### Exercise tasks
1) Decide whether each statement (a), (b), and (c) agrees with the starch abstracts, answering yes or no and quoting the exact words of the abstracts that settle it.
(a) The starches isolated from the Amazon yams showed A-type crystallinity.
(b) Gelatinization of the plantain starch begins at a temperature above 59.6 ± 0.5°C.
(c) The white yam starches were less sensitive to enzymes than the other two.
2) Reproduce a passage from the starch abstracts word for word, beginning at the words "The effect of" and stopping after the words "and RS values.".
3) Pick up the starch abstracts after their final sentence and continue writing them.

### Excerpted text
○ ○ ○ ○ ○ ○ ○
Julien Ricci

Isolated starches from yams (Dioscorea sp) grown at the Venezuelan Amazons: structure and functional properties.

This work aimed to characterize the molecular structure and functional properties of starches isolated from wild Dioscorea yams grown at the Amazons, using conventional and up-to-date methodologies. Among the high purity starches isolated (≥99%), the chain lengths were similar, whereas variations in gelatinization profile were observed. Starches have shown varied-shaped granules with monomodal distribution, and B-type crystallinity. Variations in amylose contents found by three analyses were hypothesized being related to intermediate material. Linear chain lengths were similar, and their amylopectins showed a dense, spherical conformation and similar molecular characteristics. The average molar mass and the radius of gyration of the chromatograms of the yam amylopectin, M¯W and R¯G were ranging between 174×10(6) g mol(-1) and 237×10(6) g mol(-1), and 201 nm and 233 nm, respectively. The white yams starches were more sensible to enzymes than the other two. All starches have shown a wide range of functional and nutritional properties.

Digestibility prediction of cooked plantain flour as a function of water content and temperature

The effect of temperature (T=55-120°C) and water content (X1=1.4-2.0 kg kg(-1) dry basis) on the gelatinization and digestibility of plantain flour (Dominico Harton genotype) were investigated. The degree of plantain starch gelatinization (α) was measured by DSC and modelled as a function of T and X1, using the Weibull model. Rapidly digestible starch (RDS) and resistant starch (RS) fractions were evaluated for different α values. An appropriate dimensionless variable was introduced to the analyzed and modelled RDS and RS as a function of α. Starch gelatinization begins at a temperature above 59.6 ± 0.5°C and α is strongly dependent on T in non-limiting water conditions. The combined effects of T and X1 on the RDS and RS can be explained by α. We demonstrate that various heat treatments and water contents lead to the same α, with the same RDS and RS values.
○ ○ ○ ○ ○ ○ ○
### Dataset excerpts
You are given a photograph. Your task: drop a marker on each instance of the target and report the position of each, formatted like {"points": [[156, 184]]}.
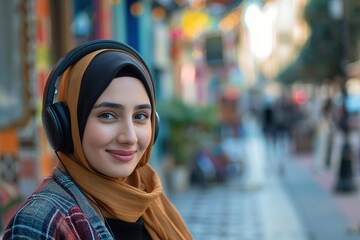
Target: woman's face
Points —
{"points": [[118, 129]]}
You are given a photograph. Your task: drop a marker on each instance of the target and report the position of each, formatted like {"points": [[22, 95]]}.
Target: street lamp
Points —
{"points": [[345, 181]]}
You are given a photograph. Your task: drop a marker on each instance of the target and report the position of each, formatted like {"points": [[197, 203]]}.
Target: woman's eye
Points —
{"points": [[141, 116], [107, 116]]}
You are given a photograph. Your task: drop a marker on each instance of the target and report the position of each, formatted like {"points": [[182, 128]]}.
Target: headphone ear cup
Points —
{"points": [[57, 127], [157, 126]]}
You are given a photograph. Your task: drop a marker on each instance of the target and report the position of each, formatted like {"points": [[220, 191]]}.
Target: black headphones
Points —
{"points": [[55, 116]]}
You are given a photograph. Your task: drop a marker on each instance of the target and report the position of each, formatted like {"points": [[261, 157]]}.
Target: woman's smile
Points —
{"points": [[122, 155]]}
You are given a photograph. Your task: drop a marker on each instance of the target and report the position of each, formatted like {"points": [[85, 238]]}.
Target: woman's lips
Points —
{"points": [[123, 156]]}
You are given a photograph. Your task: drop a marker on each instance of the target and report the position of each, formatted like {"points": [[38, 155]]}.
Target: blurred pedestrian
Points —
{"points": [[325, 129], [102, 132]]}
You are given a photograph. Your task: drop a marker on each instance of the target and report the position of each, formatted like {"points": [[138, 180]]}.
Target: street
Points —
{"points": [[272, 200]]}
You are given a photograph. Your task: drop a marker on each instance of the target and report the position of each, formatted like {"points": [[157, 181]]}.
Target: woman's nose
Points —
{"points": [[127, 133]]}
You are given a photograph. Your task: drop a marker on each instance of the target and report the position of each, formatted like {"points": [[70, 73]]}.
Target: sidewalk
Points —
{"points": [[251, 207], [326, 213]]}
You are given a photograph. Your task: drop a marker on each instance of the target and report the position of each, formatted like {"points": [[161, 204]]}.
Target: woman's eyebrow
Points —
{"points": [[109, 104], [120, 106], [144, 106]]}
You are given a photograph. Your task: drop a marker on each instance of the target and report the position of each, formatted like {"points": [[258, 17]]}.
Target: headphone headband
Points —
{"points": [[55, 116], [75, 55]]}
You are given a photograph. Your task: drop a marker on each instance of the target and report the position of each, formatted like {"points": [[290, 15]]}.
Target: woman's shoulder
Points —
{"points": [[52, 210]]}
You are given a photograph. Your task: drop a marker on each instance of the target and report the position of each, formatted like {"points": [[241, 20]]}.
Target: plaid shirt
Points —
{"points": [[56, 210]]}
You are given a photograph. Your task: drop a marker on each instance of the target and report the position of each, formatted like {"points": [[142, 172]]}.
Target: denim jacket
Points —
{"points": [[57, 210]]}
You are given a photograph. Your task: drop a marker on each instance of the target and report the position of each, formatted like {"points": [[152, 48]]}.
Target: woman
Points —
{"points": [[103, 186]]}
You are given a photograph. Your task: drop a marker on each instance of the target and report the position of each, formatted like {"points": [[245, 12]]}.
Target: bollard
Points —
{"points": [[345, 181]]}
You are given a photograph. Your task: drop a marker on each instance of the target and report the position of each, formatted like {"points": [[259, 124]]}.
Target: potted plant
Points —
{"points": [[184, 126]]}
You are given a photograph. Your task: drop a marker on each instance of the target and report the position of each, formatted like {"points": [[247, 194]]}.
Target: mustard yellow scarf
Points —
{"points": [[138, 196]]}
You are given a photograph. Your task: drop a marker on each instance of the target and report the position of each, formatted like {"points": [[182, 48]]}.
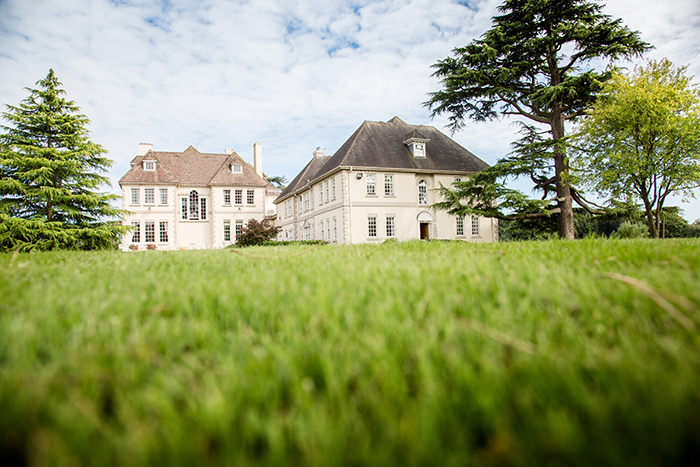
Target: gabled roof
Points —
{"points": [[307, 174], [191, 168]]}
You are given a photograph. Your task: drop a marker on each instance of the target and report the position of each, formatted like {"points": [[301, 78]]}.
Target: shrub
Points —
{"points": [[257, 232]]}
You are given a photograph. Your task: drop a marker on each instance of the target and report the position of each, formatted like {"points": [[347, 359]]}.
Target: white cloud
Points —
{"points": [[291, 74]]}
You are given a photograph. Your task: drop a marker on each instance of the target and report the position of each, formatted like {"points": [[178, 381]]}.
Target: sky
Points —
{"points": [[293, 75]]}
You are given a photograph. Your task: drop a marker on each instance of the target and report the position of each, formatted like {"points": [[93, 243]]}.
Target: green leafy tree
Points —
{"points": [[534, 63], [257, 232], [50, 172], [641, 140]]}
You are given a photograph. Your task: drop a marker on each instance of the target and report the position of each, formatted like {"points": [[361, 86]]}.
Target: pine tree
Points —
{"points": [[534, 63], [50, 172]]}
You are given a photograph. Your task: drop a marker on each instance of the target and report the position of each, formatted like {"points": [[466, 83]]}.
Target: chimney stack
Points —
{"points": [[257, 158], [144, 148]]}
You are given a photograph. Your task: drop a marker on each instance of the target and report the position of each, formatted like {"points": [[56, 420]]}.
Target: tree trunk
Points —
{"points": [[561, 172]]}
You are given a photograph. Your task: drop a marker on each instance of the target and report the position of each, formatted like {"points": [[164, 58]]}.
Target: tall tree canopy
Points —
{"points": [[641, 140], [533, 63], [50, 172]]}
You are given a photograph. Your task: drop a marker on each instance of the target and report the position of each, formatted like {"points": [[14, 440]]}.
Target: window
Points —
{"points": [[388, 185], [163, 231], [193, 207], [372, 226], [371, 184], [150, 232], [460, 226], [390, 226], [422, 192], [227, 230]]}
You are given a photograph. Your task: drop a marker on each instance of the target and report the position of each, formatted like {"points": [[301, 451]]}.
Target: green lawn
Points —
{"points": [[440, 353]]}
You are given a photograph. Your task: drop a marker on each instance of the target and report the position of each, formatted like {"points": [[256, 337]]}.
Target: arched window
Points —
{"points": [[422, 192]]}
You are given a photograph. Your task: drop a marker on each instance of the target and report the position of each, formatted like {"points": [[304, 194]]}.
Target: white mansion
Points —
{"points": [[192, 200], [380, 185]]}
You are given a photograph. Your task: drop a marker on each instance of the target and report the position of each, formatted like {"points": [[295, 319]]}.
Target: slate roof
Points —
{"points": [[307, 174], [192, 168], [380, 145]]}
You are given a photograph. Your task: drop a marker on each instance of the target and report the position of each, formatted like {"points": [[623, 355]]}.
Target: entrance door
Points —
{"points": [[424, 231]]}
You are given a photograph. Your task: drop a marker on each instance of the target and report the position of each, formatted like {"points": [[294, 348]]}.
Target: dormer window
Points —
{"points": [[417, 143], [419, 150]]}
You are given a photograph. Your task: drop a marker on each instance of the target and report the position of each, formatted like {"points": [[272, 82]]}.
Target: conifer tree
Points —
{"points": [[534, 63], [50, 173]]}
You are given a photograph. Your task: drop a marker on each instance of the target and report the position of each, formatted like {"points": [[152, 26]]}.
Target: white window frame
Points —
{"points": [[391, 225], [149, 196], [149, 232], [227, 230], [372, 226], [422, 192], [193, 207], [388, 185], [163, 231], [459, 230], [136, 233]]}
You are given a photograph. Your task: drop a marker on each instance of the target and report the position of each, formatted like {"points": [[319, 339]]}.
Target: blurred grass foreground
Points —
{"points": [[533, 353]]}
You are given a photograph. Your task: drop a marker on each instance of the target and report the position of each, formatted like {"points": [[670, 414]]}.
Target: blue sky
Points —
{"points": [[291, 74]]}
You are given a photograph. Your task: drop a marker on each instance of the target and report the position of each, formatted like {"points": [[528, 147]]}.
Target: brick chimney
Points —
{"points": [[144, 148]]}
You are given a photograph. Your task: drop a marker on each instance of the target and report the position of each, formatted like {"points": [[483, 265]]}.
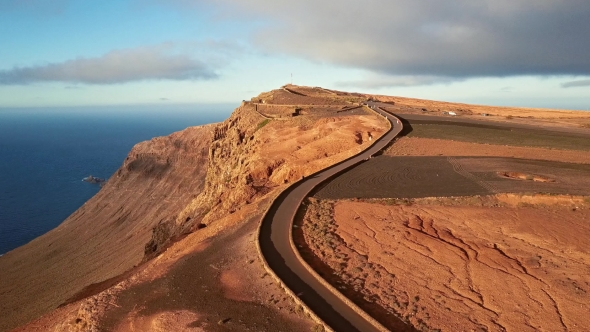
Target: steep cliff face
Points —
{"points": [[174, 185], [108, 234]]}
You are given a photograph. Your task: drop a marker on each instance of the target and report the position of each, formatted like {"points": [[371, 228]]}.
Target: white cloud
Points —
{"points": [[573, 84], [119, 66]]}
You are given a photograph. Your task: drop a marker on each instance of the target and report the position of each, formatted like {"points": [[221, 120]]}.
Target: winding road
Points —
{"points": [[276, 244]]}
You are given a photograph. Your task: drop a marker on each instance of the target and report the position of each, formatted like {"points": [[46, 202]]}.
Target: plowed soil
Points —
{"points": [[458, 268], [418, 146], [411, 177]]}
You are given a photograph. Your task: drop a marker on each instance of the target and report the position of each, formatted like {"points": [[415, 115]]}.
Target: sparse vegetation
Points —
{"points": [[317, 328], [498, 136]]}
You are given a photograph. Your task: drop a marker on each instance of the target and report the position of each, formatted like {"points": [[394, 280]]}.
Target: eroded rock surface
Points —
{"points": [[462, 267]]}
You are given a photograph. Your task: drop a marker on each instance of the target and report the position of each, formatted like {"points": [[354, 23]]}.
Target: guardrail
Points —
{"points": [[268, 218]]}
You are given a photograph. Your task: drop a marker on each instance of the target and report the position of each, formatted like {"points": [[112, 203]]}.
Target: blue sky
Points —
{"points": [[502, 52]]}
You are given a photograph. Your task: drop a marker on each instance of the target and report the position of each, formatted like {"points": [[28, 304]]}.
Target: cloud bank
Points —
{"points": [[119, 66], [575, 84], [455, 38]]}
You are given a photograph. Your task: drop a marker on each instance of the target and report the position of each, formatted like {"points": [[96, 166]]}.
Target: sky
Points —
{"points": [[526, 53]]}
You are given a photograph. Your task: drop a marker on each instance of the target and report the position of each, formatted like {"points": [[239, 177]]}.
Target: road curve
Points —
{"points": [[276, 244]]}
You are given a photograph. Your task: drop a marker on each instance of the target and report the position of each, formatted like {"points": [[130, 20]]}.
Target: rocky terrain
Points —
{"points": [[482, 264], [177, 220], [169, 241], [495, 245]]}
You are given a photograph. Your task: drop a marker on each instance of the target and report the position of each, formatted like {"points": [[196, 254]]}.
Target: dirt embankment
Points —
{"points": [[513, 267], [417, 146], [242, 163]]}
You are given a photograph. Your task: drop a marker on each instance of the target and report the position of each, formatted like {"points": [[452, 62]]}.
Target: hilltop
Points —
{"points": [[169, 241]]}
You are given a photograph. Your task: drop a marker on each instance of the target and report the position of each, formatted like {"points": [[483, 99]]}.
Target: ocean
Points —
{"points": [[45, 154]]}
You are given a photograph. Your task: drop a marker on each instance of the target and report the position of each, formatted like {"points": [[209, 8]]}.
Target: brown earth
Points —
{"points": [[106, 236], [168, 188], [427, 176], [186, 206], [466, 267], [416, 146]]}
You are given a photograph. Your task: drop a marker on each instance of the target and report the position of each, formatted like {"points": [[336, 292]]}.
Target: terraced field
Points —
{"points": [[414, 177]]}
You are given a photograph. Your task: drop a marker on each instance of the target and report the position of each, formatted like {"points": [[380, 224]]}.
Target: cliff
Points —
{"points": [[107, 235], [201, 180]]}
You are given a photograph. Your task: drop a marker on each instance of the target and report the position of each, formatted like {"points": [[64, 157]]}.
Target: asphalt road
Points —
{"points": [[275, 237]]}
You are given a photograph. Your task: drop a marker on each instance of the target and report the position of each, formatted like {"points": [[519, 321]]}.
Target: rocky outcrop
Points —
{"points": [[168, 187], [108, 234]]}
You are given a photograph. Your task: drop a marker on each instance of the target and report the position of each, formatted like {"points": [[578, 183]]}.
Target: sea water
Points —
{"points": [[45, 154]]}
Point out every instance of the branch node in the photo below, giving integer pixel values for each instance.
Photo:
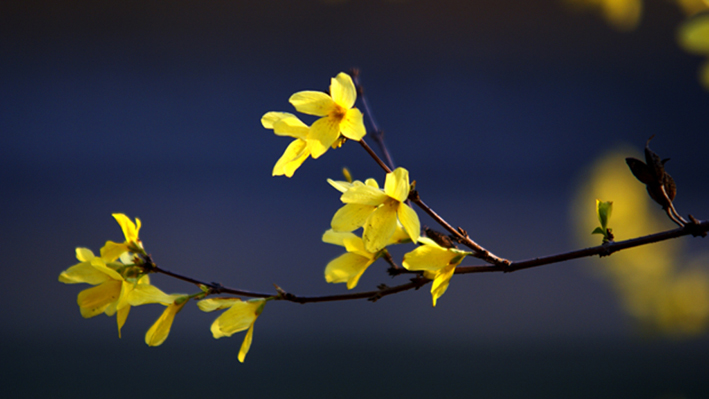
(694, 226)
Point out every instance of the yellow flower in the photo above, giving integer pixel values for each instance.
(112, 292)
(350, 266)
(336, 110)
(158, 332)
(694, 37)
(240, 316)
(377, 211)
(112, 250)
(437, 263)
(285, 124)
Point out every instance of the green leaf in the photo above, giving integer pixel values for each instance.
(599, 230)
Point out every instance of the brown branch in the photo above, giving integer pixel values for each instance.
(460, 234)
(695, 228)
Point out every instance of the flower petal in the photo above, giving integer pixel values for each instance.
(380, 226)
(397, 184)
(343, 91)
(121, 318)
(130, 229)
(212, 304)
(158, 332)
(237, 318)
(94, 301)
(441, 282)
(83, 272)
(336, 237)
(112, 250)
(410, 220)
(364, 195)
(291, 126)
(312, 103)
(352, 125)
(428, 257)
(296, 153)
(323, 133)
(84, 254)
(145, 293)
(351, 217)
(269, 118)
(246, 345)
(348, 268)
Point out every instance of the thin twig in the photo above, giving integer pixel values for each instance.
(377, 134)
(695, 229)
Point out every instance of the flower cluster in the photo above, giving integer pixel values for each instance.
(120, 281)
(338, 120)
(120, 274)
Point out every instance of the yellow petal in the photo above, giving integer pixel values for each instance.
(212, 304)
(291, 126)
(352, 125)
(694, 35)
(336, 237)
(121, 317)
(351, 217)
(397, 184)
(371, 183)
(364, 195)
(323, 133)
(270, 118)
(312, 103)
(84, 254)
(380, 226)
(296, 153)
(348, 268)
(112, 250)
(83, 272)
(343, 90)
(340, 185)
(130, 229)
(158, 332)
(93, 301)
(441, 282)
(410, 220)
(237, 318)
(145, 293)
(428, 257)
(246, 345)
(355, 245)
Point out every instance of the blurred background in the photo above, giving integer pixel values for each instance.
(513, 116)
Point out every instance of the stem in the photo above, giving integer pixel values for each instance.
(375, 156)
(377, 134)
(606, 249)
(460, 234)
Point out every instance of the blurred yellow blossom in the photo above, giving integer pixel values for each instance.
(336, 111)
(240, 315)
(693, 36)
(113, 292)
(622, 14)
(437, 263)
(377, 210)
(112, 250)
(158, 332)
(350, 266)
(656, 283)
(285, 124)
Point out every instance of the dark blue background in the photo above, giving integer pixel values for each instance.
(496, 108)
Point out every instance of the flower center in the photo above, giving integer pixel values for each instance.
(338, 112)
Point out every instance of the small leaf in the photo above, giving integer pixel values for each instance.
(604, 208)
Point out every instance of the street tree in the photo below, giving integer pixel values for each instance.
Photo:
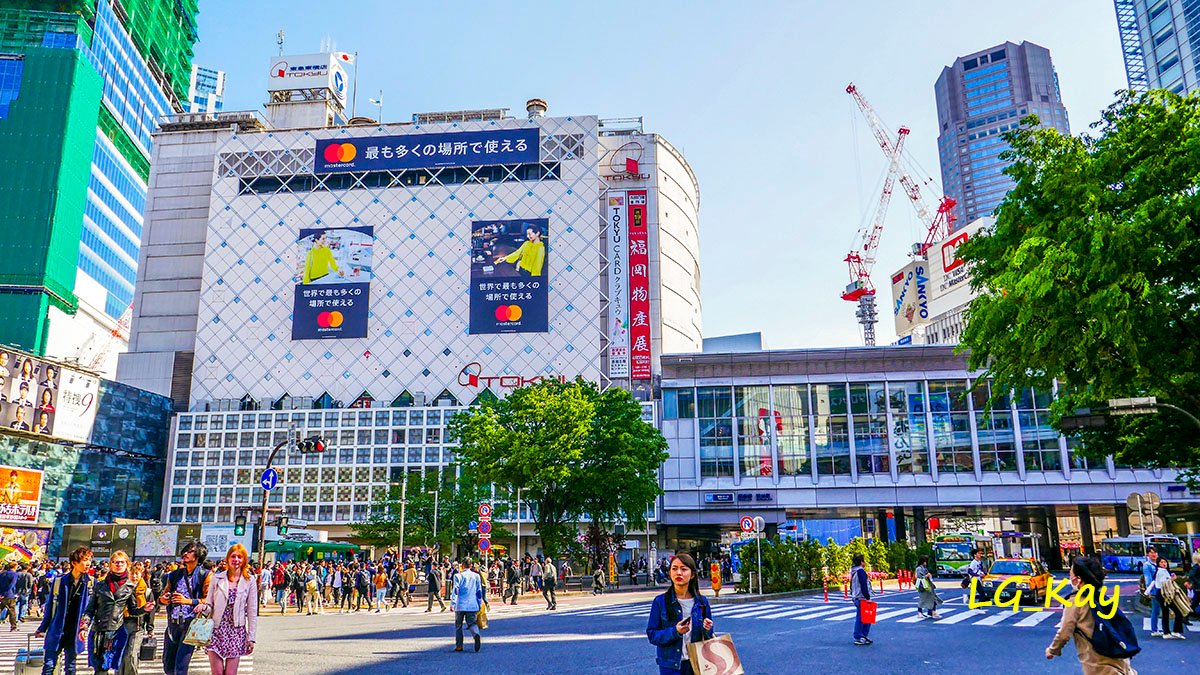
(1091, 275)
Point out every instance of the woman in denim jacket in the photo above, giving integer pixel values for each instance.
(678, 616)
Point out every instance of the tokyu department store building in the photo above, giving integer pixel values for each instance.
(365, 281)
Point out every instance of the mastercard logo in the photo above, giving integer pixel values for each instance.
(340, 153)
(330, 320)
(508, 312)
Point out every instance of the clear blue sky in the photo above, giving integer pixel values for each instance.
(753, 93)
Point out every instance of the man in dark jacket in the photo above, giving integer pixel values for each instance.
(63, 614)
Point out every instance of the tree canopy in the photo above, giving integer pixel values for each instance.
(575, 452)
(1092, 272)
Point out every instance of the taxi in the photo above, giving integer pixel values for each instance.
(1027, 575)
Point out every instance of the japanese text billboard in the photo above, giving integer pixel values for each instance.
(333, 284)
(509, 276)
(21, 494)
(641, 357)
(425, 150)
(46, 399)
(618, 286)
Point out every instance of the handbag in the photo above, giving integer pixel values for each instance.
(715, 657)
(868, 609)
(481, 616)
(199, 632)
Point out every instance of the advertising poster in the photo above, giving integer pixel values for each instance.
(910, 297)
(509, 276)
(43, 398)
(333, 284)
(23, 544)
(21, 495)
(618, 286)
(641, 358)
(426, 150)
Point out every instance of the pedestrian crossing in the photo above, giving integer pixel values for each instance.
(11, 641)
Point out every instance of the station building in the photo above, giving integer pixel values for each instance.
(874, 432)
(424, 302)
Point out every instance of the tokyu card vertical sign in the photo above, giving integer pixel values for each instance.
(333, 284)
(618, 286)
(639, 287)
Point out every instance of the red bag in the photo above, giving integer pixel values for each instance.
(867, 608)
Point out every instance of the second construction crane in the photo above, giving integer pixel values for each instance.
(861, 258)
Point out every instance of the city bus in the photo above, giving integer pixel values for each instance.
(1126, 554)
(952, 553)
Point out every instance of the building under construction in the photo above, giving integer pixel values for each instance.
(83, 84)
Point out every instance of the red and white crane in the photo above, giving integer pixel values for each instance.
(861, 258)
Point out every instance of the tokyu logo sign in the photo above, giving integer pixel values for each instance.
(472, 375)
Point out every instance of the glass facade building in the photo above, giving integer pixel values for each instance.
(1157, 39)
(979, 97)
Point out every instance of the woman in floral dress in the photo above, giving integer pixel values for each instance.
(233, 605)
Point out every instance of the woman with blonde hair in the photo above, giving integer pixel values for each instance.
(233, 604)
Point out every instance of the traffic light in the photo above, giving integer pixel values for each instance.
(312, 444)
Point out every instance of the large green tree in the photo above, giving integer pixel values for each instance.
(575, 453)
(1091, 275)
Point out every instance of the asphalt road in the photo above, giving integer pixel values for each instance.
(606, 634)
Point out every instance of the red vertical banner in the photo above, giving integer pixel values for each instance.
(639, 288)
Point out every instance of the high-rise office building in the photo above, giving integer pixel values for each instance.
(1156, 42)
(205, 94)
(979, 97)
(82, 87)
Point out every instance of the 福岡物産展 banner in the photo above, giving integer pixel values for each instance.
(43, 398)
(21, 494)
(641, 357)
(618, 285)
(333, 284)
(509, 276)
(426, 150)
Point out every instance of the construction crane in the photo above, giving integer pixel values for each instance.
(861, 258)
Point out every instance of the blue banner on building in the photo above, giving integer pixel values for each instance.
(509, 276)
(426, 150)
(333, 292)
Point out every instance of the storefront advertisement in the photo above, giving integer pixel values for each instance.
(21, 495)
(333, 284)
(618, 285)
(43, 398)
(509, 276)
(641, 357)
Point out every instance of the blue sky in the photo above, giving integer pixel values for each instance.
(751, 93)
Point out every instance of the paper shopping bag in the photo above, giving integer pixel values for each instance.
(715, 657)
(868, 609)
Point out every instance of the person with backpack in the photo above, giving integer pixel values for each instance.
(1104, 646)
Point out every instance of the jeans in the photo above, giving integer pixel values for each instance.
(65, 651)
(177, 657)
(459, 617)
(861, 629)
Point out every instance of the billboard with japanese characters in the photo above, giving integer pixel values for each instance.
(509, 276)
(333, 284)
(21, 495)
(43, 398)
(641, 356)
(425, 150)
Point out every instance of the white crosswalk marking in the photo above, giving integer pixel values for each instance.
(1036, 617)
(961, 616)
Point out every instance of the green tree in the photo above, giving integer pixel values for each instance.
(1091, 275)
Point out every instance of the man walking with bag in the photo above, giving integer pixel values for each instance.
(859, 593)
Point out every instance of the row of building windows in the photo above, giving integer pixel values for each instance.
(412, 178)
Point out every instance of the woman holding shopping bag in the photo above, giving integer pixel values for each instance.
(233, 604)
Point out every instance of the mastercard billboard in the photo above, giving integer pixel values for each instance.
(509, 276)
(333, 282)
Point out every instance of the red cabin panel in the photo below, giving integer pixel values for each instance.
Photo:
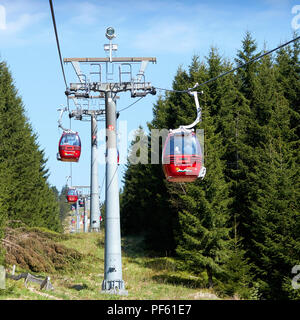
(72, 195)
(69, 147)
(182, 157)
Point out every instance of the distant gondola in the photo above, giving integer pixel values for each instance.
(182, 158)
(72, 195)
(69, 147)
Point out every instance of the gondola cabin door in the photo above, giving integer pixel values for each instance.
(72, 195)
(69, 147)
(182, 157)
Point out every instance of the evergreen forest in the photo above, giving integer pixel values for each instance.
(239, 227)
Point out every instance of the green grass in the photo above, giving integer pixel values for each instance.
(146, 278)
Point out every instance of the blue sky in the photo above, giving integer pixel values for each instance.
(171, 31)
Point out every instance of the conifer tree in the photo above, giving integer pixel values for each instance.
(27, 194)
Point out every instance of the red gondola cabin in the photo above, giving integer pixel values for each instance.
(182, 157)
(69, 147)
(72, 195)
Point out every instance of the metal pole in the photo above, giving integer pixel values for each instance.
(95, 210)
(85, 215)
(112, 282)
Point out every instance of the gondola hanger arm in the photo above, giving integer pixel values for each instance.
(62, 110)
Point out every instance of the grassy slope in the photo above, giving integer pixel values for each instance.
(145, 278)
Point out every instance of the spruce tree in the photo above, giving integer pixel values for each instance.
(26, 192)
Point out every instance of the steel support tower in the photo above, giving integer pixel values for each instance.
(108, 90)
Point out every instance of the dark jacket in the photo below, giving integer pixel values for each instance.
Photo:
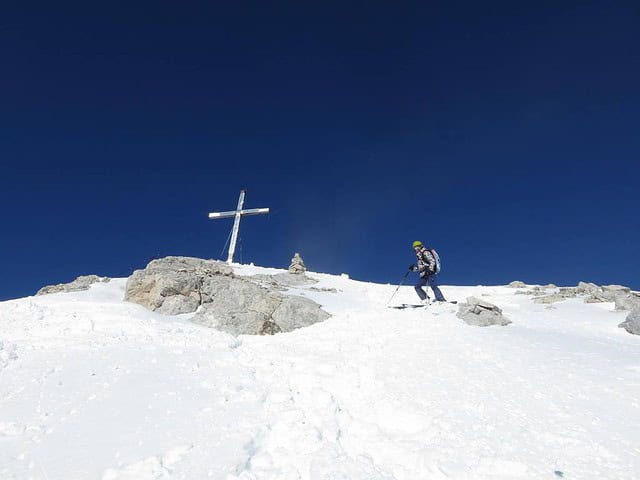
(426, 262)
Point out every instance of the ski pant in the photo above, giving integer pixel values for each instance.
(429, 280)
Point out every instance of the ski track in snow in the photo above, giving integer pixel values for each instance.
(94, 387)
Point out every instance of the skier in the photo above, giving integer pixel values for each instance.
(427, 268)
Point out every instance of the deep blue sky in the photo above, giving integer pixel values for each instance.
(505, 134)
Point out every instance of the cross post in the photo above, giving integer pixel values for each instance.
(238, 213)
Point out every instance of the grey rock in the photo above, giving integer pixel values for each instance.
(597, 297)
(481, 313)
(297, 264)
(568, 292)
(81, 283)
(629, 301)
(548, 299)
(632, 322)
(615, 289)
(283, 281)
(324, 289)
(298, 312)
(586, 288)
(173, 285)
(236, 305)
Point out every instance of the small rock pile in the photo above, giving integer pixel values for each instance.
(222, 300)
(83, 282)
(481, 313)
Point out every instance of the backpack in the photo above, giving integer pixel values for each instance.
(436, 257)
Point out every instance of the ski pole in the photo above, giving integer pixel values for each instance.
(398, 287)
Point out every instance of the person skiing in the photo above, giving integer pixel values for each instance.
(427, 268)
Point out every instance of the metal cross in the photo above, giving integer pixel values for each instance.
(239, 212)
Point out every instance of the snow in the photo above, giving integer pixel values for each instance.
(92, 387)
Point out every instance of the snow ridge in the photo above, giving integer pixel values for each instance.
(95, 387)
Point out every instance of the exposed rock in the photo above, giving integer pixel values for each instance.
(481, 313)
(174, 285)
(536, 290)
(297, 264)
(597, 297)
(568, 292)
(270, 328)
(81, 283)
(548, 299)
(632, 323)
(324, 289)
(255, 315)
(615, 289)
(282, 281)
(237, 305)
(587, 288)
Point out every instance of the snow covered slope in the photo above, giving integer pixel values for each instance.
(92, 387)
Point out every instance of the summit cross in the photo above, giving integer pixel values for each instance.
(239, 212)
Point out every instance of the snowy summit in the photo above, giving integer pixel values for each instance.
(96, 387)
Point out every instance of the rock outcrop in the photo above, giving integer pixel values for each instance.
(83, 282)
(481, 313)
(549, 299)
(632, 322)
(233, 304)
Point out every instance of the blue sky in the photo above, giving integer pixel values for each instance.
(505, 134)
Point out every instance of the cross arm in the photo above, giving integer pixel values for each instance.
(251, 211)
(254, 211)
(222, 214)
○ ○ ○ ○ ○ ○ ○
### Outputs by task
1)
(a) No: "Starches have shown varied-shaped granules with monomodal distribution, and B-type crystallinity."
(b) Yes: "Starch gelatinization begins at a temperature above 59.6 ± 0.5°C"
(c) No: "The white yams starches were more sensible to enzymes than the other two."

2)
The effect of temperature (T=55-120°C) and water content (X1=1.4-2.0 kg kg(-1) dry basis) on the gelatinization and digestibility of plantain flour (Dominico Harton genotype) were investigated. The degree of plantain starch gelatinization (α) was measured by DSC and modelled as a function of T and X1, using the Weibull model. Rapidly digestible starch (RDS) and resistant starch (RS) fractions were evaluated for different α values. An appropriate dimensionless variable was introduced to the analyzed and modelled RDS and RS as a function of α. Starch gelatinization begins at a temperature above 59.6 ± 0.5°C and α is strongly dependent on T in non-limiting water conditions. The combined effects of T and X1 on the RDS and RS can be explained by α. We demonstrate that various heat treatments and water contents lead to the same α, with the same RDS and RS values.

3)
Lineage-Specific Evolutionary Histories and Regulation of Major Starch Metabolism Genes during Banana Ripening

Starch is the most widespread and abundant storage carbohydrate in plants. It is also a major feature of cultivated bananas as it accumulates to large amounts during banana fruit development before almost complete conversion to soluble sugars during ripening. Little is known about the structure of major gene families involved in banana starch metabolism and their evolution compared to other species. To identify genes involved in banana starch metabolism and investigate their evolutionary history, we analyzed six gene families playing a crucial role in plant starch biosynthesis and degradation: the ADP-glucose pyrophosphorylases (AGPases), starch synthases (SS), starch branching enzymes (SBE), debranching enzymes (DBE), α-amylases (AMY) and β-amylases (BAM). Using comparative genomics and phylogenetic approaches, these genes were classified into families and sub-families and orthology relationships with functional genes in Eudicots and in grasses were identified. In addition to known ancestral duplications shaping starch metabolism gene families, independent evolution in banana and grasses also occurred through lineage-specific whole genome duplications for specific sub-families of AGPase, SS, SBE, and BAM genes; and through gene-scale duplications for AMY genes. In particular, banana lineage duplications yielded a set of AGPase, SBE and BAM genes that were highly or specifically expressed in banana fruits. Gene expression analysis highlighted a complex transcriptional reprogramming of starch metabolism genes during ripening of banana fruits. A differential regulation of expression between banana gene duplicates was identified for SBE and BAM genes, suggesting that part of starch metabolism regulation in the fruit evolved in the banana lineage.

Starch gelatinization and in vitro digestibility behaviour after heat treatment: Comparison between plantain paste and piece of pulp.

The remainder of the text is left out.